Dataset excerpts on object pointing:
* Start *

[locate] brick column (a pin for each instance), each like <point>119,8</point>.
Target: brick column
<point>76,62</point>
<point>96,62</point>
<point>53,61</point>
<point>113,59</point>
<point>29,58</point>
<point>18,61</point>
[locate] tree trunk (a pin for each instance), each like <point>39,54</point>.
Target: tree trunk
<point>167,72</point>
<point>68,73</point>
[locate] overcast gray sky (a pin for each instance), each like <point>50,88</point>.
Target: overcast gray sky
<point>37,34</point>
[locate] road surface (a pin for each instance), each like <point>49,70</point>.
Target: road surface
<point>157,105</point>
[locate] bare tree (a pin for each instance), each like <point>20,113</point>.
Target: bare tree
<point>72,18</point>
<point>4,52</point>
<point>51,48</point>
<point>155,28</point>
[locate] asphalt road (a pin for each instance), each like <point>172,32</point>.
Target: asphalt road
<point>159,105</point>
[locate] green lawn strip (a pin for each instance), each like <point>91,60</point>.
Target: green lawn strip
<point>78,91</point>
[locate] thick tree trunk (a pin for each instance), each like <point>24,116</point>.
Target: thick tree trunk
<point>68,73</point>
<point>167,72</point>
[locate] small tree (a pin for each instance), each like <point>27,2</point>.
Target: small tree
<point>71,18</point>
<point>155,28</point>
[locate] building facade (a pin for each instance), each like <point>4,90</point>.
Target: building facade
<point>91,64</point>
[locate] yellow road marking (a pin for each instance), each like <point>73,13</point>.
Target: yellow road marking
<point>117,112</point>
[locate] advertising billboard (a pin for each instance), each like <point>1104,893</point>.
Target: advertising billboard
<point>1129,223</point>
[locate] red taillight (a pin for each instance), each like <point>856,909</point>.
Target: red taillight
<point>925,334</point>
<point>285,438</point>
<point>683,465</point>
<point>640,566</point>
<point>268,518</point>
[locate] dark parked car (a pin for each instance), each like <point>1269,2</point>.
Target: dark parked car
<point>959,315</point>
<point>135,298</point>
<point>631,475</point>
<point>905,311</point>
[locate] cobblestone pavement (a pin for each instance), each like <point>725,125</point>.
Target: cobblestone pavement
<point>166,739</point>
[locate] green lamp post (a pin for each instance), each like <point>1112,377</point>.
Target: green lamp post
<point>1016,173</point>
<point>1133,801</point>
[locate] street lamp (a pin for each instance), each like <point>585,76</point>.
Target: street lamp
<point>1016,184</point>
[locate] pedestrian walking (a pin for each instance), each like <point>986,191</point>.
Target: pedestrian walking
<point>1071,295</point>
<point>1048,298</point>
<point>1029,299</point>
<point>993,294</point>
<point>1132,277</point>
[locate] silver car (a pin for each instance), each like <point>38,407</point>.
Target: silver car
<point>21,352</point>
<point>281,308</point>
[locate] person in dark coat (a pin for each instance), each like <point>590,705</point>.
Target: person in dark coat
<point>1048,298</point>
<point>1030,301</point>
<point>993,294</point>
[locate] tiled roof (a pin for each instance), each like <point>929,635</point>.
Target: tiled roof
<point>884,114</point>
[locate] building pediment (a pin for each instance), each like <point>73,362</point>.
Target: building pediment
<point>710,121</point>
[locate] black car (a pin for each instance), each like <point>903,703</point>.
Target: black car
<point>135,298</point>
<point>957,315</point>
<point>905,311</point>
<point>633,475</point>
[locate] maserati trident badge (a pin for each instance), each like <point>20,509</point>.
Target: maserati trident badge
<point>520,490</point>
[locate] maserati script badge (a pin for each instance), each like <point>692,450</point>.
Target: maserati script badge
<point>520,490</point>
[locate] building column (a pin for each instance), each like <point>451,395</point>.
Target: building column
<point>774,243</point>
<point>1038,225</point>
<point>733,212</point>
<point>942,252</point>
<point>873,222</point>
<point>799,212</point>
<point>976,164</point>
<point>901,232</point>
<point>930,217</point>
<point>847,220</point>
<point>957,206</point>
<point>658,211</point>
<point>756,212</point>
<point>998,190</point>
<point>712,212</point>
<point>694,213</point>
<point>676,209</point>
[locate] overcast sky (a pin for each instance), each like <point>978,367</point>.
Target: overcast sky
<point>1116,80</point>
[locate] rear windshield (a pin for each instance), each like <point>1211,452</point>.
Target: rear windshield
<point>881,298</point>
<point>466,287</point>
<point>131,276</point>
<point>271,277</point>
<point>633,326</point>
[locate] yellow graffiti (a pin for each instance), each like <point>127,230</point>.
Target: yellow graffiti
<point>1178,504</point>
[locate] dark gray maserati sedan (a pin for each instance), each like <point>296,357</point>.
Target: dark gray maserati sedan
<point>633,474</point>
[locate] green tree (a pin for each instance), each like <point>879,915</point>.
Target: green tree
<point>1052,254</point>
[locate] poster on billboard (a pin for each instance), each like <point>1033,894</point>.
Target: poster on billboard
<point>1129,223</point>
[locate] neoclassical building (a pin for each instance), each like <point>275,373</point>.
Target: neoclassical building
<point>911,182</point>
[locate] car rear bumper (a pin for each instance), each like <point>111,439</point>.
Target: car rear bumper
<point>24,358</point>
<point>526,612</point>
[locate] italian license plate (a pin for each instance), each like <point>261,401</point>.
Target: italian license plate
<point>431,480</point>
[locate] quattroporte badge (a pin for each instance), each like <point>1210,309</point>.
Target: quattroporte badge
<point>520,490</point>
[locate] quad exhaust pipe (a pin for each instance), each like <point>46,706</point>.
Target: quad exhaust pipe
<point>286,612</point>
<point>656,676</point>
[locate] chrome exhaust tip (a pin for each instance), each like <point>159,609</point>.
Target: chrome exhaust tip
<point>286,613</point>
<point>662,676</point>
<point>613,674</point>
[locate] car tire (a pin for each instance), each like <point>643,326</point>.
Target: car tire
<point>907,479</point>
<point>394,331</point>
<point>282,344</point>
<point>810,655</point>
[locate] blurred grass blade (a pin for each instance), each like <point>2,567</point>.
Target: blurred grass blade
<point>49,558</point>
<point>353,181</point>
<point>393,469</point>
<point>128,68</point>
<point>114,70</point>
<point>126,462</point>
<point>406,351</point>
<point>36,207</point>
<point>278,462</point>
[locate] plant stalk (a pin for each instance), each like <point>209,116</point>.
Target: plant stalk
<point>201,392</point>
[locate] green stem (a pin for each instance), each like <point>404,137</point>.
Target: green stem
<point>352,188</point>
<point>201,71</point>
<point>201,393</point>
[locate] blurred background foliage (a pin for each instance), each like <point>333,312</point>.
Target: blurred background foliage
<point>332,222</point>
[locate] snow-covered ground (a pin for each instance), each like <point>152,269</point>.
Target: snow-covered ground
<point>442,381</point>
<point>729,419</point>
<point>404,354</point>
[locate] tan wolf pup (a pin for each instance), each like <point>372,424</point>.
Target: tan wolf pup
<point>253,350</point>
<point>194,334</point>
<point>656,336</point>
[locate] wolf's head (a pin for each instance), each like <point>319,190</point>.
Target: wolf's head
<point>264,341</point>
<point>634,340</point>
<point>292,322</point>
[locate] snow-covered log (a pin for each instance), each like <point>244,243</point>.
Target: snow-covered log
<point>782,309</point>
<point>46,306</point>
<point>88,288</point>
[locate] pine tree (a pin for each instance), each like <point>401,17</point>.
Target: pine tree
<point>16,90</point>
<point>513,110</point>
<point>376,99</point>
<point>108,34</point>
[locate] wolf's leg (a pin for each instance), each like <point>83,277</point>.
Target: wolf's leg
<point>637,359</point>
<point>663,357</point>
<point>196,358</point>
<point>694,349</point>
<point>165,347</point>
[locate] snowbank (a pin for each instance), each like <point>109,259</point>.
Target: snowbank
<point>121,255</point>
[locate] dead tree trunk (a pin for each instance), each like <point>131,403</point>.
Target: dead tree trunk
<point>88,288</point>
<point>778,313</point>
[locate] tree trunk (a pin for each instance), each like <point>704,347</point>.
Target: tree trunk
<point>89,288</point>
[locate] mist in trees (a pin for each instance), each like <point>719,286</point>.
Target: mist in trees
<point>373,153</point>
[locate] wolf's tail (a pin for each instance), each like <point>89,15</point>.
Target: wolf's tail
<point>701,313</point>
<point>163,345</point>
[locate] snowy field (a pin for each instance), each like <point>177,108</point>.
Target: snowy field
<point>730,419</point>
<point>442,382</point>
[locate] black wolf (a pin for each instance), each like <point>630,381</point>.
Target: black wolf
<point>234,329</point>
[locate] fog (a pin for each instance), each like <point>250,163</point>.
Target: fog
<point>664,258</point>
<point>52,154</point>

* End *

* Stated task *
Copy the lines of the items above word for word, starting at the line that contains "[locate] dark gray" and ending at the line that contains "<point>526,612</point>".

* Exercise response *
[locate] dark gray maserati sedan (a pin for each instance), each like <point>296,357</point>.
Target: dark gray maserati sedan
<point>633,474</point>
[locate] green tree (a pin for each instance), each like <point>879,915</point>.
Target: green tree
<point>1052,254</point>
[locate] poster on billboard (a pin for each instance), each like <point>1033,894</point>.
Target: poster on billboard
<point>1129,223</point>
[locate] neoclassical building (a pin for each instance), each like <point>275,373</point>.
Target: neoclassical building
<point>911,182</point>
[locate] car rear bumper (a pin for each instance), each like <point>111,439</point>.
Target: car rear bumper
<point>24,358</point>
<point>526,612</point>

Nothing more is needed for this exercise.